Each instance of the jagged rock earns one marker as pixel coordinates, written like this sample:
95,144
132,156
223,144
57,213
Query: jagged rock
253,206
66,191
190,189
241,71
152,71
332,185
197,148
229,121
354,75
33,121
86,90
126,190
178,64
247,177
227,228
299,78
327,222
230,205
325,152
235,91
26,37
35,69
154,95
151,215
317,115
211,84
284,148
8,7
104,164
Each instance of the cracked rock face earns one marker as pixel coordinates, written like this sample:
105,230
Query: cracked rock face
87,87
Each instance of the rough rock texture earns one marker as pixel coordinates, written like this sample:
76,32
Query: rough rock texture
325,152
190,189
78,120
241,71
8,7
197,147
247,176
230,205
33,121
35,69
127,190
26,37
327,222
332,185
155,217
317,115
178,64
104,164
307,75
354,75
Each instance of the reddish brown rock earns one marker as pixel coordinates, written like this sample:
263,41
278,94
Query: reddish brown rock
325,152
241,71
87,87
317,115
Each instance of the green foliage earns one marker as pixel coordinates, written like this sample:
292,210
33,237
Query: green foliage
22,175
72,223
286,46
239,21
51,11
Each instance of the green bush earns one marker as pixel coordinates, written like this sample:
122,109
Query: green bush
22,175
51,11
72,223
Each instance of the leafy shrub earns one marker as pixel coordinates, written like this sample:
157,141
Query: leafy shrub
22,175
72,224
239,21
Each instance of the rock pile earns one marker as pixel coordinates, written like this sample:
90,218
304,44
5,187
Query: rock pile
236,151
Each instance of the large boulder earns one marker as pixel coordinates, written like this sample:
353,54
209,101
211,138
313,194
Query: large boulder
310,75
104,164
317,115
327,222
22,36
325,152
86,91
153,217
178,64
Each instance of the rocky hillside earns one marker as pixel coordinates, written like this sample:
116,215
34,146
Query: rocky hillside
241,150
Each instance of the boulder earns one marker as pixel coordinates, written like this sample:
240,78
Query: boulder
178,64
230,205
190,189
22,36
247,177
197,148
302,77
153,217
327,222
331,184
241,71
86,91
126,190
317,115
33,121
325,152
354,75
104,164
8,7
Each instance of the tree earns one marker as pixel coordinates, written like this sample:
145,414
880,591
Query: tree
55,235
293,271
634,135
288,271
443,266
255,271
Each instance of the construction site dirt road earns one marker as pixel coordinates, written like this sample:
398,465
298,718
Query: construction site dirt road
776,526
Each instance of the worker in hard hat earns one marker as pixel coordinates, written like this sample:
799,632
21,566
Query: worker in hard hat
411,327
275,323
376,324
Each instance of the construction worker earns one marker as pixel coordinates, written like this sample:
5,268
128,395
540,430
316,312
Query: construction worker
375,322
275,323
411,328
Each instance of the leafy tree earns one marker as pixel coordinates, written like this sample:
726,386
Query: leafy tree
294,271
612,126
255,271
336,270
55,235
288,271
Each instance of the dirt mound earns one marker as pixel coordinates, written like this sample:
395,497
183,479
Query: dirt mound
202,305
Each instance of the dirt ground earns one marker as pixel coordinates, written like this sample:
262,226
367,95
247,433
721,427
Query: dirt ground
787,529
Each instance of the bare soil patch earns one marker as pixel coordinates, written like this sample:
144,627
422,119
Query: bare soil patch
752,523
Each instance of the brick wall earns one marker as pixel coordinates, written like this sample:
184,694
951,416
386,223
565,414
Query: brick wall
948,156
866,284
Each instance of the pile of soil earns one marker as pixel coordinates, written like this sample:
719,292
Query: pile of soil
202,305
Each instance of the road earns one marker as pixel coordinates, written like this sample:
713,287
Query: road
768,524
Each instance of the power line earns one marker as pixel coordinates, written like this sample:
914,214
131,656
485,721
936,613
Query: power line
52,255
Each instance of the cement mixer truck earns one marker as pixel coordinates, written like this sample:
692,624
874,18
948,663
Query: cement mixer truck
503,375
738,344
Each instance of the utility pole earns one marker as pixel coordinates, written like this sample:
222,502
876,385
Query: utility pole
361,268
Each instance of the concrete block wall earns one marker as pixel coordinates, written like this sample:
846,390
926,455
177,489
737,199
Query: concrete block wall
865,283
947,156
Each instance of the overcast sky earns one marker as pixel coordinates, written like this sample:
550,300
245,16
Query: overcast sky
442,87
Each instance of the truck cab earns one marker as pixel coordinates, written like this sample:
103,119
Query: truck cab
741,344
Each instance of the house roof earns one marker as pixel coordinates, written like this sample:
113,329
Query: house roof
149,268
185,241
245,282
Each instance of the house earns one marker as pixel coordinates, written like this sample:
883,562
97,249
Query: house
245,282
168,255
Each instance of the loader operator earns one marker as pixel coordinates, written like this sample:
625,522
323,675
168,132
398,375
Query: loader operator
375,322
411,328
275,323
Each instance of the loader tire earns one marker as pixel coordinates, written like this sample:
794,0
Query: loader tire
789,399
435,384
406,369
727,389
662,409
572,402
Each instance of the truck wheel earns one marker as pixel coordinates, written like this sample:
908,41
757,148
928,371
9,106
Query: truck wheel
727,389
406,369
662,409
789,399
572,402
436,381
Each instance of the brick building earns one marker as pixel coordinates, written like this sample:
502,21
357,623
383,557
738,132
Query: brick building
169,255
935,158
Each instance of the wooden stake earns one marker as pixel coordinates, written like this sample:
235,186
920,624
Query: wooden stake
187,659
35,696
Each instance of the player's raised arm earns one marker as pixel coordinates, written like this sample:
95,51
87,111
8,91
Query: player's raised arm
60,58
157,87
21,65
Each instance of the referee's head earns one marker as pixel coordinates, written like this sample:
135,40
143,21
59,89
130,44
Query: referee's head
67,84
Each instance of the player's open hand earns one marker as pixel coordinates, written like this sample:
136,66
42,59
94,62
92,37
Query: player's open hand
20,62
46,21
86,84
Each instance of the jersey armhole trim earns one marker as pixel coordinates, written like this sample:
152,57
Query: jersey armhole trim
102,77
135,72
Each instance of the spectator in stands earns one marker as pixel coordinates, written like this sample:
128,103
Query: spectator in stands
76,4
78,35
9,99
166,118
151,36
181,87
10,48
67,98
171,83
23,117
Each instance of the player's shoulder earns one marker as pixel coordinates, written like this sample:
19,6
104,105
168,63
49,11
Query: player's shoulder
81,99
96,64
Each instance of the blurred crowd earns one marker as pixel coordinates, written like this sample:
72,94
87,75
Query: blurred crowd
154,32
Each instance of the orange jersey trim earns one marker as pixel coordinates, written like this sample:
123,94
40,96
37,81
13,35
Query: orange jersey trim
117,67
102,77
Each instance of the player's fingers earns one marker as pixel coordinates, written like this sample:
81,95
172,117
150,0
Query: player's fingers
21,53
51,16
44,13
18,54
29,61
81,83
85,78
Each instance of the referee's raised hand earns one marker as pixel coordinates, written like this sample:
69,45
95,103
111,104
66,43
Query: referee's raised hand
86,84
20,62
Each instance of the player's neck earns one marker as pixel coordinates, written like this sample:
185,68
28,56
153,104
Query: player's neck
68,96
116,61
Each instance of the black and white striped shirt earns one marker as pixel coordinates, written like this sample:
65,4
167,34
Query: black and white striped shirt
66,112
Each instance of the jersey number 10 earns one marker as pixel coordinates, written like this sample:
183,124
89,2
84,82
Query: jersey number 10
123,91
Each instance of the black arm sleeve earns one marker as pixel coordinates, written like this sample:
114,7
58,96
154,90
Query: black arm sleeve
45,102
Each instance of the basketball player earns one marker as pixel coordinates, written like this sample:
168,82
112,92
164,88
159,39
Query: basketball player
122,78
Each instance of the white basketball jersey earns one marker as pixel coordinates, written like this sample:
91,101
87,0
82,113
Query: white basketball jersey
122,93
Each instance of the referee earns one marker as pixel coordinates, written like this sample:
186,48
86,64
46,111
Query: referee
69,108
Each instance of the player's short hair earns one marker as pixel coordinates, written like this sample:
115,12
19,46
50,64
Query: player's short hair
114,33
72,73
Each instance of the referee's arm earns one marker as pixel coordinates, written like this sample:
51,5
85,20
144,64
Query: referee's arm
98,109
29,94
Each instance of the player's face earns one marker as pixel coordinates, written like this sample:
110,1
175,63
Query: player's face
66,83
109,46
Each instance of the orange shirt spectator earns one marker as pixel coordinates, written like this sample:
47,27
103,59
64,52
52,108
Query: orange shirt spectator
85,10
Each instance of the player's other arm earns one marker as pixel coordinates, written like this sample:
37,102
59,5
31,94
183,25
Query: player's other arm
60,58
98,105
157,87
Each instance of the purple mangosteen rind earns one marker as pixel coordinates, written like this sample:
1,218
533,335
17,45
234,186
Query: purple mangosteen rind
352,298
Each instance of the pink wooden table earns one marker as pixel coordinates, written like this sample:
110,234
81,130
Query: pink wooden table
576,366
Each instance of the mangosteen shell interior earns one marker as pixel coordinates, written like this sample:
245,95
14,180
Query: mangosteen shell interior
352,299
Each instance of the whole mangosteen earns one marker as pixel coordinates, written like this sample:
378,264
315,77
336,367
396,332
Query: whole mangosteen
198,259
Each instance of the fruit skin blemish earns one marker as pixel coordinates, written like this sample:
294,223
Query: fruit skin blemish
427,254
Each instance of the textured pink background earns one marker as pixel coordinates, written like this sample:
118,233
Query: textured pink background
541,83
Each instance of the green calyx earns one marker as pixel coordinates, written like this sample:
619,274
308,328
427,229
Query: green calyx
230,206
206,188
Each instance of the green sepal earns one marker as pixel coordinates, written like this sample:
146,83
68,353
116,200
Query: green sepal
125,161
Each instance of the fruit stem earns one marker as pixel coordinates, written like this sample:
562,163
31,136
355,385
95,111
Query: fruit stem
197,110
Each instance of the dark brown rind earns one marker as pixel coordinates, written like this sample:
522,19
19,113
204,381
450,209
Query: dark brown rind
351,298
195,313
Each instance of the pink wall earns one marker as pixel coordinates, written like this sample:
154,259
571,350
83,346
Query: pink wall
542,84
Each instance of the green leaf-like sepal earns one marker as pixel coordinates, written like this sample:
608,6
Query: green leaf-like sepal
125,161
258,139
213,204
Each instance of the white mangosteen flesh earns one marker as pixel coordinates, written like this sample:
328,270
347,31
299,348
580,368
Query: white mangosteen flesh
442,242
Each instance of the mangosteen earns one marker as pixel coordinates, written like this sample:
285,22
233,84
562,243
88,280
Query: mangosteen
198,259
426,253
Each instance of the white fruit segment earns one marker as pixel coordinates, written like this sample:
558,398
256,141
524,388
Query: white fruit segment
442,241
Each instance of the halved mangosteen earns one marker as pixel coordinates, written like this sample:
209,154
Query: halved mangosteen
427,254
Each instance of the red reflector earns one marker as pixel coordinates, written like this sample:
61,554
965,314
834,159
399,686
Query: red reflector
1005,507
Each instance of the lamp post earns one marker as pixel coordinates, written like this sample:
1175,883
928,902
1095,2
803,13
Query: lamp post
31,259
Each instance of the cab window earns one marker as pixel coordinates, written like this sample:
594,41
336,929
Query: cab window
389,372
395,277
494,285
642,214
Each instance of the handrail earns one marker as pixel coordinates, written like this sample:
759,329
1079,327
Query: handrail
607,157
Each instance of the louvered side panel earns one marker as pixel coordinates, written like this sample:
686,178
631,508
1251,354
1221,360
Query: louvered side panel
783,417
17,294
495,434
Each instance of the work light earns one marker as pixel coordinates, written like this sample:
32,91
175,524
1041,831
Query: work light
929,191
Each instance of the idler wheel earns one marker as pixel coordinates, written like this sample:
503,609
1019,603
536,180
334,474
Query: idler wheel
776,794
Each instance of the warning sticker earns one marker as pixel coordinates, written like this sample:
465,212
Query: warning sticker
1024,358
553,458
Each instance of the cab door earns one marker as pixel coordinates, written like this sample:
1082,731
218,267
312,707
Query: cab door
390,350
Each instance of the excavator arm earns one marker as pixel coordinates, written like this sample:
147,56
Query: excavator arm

- _Task details_
Only the lines holding the string "excavator" are needed; copy each of them from the material above.

- _Problem solution_
Each instance of the excavator arm earns one marker as pixel coordinates, written like this sample:
Query: excavator arm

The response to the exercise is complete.